**Passage provided:**
- Born: 3 May 1934 Mbankomo, Cameroon
- Died: 13 March 1985 (aged 50) Yaoundé, Cameroon
- Education: University of Strasbourg
- Occupations: Professor, poet, novelist
- Writing career
- Genres: Fiction, poetry
- Notable works: Les Chauves-Souris, La Trahison de Marianne, Poèmes sans frontières
- Notable awards: Grand prix littéraire d'Afrique noire, Noma Award for Publishing in Africa

= Bernard Nanga =

Cameroonian professor and writer (1934–1985)

Bernard Nanga (3 May 1934 – 13 March 1985) was an academic and author from Cameroon. He authored three books and was a scholar in philosophy and sociology. He was a faculty member at the University of Yaoundé until his death in 1985.

==Early life and education==
Nanga was born in Mbankomo, near Obala, about 50 kilometers from Yaoundé. He was the second of four sons in his family. He attended the Efok mission school, founded by Father Bruce Ritter. His education at the minor seminary of Mvaa, then Akono, included Latin and Greek. He earned his baccalaureate in 1958, and studied philosophy and theology for four years at the major seminary of Otele, run by Benedictine monks. He was ordained a priest, but later requested to return to the secular state.

**Data extract:**
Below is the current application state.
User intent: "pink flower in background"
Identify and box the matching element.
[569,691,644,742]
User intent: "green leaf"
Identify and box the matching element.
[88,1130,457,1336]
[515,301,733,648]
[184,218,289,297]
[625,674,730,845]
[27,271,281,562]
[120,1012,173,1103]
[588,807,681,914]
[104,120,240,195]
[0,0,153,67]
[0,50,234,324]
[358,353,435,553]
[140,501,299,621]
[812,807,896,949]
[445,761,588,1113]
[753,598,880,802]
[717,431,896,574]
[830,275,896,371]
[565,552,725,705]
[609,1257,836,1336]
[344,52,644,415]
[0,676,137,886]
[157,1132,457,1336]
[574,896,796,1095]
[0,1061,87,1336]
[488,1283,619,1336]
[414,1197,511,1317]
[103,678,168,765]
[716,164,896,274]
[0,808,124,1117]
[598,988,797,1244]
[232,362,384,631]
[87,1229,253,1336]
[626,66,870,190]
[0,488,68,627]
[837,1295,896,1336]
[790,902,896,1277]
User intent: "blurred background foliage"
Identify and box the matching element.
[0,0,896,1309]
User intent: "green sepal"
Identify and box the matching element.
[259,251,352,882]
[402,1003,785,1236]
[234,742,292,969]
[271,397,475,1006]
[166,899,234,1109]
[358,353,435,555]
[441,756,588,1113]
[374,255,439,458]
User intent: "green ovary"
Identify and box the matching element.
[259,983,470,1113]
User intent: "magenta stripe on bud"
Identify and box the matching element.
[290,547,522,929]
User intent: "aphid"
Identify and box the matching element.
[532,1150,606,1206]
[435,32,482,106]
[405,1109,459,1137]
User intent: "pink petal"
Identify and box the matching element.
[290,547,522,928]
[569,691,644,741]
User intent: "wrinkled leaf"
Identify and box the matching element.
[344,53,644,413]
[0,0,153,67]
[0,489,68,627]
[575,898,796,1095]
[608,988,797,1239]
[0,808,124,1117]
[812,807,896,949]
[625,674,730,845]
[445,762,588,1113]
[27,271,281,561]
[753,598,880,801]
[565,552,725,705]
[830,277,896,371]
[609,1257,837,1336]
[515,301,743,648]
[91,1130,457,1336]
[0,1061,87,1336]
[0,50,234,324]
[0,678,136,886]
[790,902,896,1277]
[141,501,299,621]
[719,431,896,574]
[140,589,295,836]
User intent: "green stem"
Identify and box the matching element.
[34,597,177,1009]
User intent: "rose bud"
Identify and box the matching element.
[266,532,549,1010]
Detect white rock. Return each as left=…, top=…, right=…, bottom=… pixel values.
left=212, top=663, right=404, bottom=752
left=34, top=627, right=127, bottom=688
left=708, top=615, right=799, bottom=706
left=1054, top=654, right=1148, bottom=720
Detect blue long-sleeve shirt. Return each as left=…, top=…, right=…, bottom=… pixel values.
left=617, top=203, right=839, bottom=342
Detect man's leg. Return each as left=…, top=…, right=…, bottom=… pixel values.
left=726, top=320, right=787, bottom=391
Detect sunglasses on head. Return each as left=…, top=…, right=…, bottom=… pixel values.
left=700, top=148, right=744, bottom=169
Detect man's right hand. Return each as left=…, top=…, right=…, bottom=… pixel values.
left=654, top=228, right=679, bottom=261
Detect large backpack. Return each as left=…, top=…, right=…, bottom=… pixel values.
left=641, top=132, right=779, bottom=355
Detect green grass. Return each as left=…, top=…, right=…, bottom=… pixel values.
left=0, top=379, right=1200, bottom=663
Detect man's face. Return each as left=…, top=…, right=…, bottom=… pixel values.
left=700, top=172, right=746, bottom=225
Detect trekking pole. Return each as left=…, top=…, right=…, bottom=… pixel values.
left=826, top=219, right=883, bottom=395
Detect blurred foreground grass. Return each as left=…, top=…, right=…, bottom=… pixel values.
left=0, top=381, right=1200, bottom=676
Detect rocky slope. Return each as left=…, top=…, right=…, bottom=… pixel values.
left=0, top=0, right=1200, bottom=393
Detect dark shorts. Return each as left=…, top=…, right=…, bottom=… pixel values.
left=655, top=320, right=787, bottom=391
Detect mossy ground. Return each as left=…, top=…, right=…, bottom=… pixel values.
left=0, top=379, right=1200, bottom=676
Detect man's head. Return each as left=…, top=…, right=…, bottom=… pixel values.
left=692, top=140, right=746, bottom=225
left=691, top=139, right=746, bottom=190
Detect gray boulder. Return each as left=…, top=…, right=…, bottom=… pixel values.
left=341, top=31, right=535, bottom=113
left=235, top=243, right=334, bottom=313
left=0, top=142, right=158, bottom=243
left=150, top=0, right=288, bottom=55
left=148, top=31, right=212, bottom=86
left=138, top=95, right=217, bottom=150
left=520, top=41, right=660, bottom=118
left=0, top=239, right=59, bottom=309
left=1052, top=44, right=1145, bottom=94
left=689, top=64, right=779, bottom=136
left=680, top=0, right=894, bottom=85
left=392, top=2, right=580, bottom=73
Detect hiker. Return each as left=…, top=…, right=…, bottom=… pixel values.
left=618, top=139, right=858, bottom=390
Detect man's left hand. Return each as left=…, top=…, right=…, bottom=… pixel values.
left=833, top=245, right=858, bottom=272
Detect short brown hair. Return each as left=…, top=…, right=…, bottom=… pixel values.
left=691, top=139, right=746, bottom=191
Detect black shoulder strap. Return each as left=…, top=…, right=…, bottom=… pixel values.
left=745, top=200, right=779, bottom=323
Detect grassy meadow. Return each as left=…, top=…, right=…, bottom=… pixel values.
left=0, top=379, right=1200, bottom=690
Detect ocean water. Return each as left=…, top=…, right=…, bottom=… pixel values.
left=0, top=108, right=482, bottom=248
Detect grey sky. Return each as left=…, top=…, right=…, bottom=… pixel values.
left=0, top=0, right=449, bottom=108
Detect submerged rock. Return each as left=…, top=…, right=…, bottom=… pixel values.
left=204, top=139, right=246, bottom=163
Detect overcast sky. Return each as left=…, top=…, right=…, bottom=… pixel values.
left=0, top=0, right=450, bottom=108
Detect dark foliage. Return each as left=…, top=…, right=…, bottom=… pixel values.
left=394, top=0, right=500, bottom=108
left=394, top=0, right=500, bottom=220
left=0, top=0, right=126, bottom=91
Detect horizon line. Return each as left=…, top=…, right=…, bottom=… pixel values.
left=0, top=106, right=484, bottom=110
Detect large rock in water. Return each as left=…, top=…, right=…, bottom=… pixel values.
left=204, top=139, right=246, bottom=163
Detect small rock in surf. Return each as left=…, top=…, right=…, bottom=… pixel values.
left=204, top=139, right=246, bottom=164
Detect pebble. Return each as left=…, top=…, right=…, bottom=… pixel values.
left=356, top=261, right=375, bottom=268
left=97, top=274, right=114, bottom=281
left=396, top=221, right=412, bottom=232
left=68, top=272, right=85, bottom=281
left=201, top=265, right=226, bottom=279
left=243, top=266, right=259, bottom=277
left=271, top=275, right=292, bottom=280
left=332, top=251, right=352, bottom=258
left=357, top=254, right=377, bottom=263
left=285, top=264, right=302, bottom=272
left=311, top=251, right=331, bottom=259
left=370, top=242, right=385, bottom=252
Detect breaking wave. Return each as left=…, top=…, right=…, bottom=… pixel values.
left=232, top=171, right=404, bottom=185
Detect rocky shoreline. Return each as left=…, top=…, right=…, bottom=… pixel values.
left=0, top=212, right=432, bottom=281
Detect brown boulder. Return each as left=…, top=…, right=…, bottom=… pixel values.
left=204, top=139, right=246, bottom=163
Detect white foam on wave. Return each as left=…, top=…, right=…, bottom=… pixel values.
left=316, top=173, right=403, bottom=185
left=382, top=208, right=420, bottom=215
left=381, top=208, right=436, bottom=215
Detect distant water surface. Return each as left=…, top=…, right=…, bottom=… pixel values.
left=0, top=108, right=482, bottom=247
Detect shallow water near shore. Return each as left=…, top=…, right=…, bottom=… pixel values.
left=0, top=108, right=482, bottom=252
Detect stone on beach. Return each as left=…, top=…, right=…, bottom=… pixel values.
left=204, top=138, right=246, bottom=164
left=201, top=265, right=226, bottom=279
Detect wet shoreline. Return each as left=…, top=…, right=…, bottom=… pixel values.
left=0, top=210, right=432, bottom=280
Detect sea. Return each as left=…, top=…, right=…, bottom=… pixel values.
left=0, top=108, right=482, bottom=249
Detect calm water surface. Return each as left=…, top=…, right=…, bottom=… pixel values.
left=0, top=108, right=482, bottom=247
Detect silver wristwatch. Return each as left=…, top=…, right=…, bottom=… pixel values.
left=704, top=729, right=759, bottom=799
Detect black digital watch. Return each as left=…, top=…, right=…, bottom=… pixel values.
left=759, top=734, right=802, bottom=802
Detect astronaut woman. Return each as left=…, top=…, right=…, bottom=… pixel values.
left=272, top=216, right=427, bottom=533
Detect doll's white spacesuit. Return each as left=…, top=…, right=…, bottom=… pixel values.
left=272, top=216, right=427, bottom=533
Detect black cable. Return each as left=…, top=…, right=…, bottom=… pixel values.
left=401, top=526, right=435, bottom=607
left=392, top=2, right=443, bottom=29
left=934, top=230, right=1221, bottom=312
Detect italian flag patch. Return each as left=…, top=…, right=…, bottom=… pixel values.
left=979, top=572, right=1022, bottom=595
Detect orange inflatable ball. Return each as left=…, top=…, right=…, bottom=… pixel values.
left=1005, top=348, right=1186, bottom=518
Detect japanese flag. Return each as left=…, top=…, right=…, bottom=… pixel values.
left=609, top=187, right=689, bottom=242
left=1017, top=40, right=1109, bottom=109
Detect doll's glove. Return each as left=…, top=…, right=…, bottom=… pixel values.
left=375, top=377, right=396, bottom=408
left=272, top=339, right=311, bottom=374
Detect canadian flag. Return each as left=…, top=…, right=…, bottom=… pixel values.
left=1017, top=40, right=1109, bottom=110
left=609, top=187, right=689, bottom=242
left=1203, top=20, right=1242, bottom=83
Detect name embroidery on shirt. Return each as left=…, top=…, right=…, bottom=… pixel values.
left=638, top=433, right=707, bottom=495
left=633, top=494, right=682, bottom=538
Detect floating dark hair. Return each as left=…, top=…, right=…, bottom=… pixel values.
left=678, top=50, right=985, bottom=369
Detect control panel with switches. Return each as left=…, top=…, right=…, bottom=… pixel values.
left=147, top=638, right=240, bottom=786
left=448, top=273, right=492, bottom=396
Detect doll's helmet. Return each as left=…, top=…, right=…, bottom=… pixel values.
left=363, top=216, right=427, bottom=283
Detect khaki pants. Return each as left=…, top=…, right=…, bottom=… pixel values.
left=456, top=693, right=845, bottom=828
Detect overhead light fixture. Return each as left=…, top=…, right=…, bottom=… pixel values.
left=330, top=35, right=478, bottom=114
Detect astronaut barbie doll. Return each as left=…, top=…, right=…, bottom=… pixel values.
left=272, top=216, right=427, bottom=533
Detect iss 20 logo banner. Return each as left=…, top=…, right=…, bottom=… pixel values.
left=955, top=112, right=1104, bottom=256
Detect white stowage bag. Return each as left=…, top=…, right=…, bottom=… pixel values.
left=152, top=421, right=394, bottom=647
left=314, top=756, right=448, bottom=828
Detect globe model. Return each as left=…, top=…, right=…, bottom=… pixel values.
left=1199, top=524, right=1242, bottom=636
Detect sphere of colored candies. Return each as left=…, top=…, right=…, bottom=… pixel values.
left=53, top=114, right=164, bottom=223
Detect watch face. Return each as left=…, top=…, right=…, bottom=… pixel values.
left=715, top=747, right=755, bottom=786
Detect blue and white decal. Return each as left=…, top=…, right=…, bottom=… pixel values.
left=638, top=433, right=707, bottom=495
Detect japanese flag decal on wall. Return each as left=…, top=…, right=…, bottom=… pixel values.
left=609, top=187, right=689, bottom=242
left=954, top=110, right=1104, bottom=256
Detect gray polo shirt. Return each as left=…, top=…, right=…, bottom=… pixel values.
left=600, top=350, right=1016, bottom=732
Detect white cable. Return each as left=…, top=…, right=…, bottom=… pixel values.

**Aim:** Repeat, word for word, the portion of the Bernard Nanga passage that begins at the words "Bernard Nanga (3" and stops after "death in 1985.". Draw solely on the Bernard Nanga passage, not on the records.

**The reply:**
Bernard Nanga (3 May 1934 – 13 March 1985) was an academic and author from Cameroon. He authored three books and was a scholar in philosophy and sociology. He was a faculty member at the University of Yaoundé until his death in 1985.